** START PROVIDED MATERIAL **

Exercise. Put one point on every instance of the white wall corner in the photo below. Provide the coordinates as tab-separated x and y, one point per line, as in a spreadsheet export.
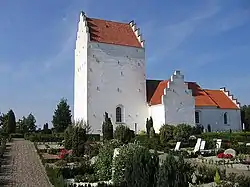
137	33
131	23
230	96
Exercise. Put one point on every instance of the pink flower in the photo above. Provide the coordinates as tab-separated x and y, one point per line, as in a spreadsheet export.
227	156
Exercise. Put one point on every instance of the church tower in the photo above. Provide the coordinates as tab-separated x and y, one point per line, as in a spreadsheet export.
109	74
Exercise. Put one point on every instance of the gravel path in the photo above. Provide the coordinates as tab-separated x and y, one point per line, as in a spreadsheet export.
21	166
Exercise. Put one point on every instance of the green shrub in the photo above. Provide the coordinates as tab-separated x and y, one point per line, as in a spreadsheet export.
104	160
68	134
205	173
39	137
55	176
16	135
93	137
182	132
166	134
241	179
135	166
123	134
174	172
91	149
150	143
234	136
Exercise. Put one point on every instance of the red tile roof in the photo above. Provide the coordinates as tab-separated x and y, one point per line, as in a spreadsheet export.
221	99
201	97
213	98
156	98
111	32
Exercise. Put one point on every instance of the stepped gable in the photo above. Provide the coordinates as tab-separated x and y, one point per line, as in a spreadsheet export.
203	97
117	33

** END PROVIDED MATERIAL **

_REQUIREMENTS_.
Format all of the material above as a two-column CSV with the headers instruction and coordinates, one row per exercise. Put the exercise text and its answer each in a single quoted field, replace line breaks with spaces, and leave out the pictures.

_WRITTEN SOLUTION_.
instruction,coordinates
"Exercise. Put one point on every instance of the white wall corner in the photo below. Provide the coordinates as tab-separated x and y, one point per line, as in a spreadsheet export.","137	33 131	23 230	96"
"Exercise. Put one point on every instance of the pink flower in the photo above. Provide the coordinates as tab-separated x and y, one point per line, as in a spreadsheet export.","227	156"
"Exercise. Put one point on every instance of the church tower in the photo above. Provide the coordinates as tab-separated x and y, one point per line, as in a spreadsheet export.","109	74"
"Exercise. Put one point on every instance of the gravel path in the photo above. Provide the coordinates as tab-separated x and y, one point per line, as in a spreadsheet export.","21	166"
"Exercise. Put one point on every instance of the green shrub in the photo above. Provide the coordinates as tab-separated x and y, one point per line, as in a spreadsheet export.","104	160 68	134 205	173 39	137 55	176 16	135 93	137 182	132 166	134 241	179 135	166 123	134 174	172 91	149 150	143 234	136"
"Exercise. Put one point on every instance of the red tile roof in the photo above. Provide the coordinates as tab-separated x and y, one point per line, as in a spreadsheet export.","221	99 201	97 213	98 156	98 111	32"
"Exercise. Put one point on every instance of the stepped gable in the photo above. Provide the coordinates as tab-separated x and y, one point per line, as in a spreadsheet export.","203	97 117	33"